**Records excerpted from a collection**
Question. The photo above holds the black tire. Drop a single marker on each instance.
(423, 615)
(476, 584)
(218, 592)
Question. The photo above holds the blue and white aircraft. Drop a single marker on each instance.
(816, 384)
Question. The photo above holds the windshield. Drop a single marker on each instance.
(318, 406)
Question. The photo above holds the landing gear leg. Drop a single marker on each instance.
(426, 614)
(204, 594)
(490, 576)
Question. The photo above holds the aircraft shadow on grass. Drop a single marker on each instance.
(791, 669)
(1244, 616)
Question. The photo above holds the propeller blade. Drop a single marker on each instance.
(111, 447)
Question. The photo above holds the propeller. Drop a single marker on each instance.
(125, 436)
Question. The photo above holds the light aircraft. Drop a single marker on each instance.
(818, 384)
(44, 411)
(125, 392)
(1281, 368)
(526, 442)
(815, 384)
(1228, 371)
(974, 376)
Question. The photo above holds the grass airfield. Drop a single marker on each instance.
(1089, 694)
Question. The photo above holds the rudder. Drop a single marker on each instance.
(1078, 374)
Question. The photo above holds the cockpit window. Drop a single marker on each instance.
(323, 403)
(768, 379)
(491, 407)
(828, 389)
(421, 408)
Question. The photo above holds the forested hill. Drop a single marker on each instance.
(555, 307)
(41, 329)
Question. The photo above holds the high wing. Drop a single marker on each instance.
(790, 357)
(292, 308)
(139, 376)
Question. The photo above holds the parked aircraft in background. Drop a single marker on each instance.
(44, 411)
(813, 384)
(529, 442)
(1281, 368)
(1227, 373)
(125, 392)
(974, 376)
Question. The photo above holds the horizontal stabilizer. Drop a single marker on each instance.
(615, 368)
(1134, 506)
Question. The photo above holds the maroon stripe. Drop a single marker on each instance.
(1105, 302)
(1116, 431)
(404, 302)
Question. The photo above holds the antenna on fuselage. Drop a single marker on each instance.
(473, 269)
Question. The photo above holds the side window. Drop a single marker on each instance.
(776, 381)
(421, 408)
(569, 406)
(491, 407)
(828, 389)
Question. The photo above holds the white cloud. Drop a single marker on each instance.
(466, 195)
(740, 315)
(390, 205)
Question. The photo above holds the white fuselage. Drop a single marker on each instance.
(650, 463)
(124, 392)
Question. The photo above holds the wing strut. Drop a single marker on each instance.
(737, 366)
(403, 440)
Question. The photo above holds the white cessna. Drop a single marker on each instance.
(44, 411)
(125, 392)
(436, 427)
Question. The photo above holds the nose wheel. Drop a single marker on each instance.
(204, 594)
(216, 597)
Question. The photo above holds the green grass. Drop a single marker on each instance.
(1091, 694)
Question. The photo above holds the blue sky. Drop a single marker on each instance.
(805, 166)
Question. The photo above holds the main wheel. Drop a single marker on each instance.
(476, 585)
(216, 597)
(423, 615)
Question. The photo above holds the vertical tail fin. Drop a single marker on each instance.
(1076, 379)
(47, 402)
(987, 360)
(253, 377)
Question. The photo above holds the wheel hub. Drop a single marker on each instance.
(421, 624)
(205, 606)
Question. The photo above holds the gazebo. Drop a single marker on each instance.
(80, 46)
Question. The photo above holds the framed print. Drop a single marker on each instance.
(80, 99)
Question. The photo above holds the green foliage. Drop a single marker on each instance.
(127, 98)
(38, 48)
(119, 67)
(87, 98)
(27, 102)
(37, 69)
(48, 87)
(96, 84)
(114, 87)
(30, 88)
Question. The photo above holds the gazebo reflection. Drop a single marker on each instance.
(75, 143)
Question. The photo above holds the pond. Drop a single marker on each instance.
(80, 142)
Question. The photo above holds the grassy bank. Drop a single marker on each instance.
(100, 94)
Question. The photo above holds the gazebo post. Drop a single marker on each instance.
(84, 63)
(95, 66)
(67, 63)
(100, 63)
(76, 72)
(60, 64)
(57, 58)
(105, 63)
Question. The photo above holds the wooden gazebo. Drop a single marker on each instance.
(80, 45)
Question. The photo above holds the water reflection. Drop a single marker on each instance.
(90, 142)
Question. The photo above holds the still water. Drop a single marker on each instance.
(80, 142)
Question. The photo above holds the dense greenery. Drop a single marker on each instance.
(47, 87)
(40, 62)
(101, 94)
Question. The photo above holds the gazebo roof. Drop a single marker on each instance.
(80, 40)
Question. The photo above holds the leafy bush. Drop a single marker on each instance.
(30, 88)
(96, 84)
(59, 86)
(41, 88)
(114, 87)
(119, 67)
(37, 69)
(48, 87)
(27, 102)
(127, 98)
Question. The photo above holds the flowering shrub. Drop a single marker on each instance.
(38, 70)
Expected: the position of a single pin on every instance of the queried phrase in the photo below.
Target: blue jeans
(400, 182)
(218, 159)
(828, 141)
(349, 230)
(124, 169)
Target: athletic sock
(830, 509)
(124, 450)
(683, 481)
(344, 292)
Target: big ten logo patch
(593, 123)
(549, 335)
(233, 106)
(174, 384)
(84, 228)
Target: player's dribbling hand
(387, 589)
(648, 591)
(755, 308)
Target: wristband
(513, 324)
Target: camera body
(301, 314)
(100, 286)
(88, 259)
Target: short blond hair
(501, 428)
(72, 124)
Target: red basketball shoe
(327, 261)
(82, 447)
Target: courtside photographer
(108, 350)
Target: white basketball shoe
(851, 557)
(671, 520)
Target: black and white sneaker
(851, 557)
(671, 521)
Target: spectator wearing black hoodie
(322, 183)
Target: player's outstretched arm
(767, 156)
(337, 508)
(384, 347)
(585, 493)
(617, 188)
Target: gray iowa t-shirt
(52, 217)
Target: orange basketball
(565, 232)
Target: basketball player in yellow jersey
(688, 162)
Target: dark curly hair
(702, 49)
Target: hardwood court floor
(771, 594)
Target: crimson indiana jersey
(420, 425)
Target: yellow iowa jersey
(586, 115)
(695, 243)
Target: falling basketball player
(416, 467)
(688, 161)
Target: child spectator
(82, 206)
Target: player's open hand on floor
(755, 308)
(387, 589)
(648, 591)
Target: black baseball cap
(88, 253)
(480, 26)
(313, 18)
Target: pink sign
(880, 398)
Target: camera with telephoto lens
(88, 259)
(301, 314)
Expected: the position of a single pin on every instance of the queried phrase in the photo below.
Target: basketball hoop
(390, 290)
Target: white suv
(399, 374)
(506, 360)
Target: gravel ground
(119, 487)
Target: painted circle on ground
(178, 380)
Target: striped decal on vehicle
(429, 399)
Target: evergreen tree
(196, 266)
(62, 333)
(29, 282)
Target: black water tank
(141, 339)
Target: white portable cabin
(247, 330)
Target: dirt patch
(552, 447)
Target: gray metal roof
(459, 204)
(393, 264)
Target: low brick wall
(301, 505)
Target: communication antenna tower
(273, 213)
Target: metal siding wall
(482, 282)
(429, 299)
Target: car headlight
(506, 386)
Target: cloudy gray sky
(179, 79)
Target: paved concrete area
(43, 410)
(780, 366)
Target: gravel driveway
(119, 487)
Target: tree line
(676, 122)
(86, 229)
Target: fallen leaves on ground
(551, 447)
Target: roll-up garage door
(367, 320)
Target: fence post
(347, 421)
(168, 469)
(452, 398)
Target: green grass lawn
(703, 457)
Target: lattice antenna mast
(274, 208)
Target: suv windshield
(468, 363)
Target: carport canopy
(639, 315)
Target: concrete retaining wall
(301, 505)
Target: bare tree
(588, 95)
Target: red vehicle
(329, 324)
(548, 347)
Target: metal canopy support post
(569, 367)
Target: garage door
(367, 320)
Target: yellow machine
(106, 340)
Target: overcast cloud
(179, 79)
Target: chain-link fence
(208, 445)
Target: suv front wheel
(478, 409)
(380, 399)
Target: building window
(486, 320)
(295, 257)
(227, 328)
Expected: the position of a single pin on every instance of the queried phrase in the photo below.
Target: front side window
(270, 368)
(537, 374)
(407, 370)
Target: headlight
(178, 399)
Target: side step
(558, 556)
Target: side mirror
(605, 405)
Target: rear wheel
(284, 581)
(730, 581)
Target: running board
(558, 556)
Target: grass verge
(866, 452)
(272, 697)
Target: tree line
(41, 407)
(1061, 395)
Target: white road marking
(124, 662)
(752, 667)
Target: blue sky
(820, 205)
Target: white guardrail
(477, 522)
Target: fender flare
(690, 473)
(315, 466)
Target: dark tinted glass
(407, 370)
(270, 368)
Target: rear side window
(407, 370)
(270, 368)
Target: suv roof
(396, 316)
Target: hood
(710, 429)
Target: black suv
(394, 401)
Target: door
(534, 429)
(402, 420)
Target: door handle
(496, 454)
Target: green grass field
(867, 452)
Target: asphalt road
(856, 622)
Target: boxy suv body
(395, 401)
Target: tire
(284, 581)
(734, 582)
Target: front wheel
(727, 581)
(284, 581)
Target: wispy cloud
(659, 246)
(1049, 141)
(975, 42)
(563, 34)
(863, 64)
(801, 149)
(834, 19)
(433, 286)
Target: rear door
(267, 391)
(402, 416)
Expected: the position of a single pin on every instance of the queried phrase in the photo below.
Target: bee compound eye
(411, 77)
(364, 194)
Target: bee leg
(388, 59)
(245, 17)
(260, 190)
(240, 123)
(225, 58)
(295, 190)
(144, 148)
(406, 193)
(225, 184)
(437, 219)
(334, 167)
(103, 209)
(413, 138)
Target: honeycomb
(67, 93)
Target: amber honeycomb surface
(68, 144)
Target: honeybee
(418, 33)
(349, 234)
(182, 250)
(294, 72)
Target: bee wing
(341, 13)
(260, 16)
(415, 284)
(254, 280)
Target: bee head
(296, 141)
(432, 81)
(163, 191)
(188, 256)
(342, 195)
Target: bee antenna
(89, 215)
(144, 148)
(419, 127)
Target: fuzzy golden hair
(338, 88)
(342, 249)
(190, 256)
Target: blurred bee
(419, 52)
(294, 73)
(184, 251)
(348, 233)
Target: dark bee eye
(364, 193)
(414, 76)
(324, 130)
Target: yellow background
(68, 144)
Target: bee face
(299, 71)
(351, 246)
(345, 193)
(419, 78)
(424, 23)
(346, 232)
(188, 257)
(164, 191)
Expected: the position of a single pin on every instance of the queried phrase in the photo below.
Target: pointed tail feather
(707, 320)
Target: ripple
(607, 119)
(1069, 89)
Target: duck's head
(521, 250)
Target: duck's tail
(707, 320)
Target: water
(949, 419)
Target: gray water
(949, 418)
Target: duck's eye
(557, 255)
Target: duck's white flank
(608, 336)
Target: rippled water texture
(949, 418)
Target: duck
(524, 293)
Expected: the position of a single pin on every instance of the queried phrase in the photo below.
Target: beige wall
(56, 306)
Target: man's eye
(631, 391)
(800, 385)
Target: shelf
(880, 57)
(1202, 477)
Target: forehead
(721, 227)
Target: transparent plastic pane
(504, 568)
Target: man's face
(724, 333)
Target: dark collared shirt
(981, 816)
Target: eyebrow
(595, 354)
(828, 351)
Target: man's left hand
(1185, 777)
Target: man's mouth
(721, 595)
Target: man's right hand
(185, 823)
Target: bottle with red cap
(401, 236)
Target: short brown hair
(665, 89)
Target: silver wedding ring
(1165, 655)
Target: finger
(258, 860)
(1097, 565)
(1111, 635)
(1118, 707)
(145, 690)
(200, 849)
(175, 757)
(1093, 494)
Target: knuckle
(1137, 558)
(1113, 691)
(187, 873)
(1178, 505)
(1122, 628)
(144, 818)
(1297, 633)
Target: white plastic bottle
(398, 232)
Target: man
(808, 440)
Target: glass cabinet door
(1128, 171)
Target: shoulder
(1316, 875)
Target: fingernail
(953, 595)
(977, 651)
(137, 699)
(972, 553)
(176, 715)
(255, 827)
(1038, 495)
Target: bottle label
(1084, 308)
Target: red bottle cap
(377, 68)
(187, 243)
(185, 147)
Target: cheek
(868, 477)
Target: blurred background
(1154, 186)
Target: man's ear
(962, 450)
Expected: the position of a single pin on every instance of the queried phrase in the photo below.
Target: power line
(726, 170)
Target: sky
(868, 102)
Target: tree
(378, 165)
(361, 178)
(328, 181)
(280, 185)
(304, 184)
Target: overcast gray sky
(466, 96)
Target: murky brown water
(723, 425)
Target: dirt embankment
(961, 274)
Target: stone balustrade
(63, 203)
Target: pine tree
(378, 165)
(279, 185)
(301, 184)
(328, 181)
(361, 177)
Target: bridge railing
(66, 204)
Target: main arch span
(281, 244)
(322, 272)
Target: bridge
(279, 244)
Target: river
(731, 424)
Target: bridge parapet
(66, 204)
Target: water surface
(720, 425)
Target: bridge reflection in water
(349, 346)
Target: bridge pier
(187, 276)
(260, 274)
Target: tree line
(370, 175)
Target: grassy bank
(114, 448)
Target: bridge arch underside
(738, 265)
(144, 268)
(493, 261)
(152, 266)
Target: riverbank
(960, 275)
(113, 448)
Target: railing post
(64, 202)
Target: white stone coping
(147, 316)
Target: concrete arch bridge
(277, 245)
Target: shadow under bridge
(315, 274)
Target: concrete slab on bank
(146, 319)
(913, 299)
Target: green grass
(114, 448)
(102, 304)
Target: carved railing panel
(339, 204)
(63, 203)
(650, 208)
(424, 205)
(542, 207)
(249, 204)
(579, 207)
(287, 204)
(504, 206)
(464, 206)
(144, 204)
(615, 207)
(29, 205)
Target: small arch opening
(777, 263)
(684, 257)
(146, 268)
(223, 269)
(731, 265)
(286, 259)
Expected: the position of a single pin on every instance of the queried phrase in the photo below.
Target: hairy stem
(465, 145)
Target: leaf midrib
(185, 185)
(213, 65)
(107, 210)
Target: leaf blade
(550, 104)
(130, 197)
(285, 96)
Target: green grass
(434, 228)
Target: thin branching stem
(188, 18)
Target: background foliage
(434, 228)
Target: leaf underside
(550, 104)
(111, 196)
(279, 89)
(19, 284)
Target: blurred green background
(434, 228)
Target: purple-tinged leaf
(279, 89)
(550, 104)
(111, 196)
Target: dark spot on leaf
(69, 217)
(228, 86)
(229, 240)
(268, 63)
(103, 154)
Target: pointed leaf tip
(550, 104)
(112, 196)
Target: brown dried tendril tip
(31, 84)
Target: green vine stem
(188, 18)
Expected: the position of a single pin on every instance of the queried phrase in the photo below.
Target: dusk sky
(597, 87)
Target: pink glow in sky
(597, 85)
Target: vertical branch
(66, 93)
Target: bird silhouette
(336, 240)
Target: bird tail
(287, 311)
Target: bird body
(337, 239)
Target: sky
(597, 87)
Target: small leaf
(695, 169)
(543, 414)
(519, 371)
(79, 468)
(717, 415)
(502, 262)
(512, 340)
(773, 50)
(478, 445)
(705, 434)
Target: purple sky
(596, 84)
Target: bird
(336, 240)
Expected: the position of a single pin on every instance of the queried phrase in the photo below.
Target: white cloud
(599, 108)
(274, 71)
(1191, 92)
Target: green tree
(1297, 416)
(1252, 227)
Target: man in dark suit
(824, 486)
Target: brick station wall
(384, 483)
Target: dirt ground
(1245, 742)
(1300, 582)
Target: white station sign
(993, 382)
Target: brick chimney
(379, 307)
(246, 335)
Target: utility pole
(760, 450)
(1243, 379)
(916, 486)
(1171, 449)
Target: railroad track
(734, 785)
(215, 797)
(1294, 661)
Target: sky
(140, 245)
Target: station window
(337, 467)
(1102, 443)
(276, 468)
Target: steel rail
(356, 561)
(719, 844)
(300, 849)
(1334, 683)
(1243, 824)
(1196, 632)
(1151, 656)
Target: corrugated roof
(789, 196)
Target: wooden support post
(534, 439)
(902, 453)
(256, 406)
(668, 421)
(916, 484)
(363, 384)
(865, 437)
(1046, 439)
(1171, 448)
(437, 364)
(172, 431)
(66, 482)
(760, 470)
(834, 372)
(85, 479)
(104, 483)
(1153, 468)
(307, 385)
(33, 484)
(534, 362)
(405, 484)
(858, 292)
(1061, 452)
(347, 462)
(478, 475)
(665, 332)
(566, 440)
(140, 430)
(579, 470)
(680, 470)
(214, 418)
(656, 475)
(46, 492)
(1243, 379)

**Task directions**
Reproduce the stretch of lines from the first line through the line containing "(1244, 616)", keeping the requests unchanged and scaling every coordinate in the answers by 0.3. Round each result to a whole number, with halves rounded up.

**Solution for this task**
Question. The photo above holds the black tire. Drop a single marker on each instance.
(127, 185)
(143, 175)
(65, 178)
Question. The photo above holds the blue and white aircraft. Drop a single marker on each instance.
(245, 115)
Question. The photo above holds the windshield. Drop a single marker on each instance.
(95, 122)
Question. The photo above holds the landing gear leg. Drop a single marker on each instance.
(128, 184)
(61, 178)
(147, 173)
Question. The photo above holds the aircraft shadow on grass. Drop a single marker on each instance.
(237, 201)
(373, 185)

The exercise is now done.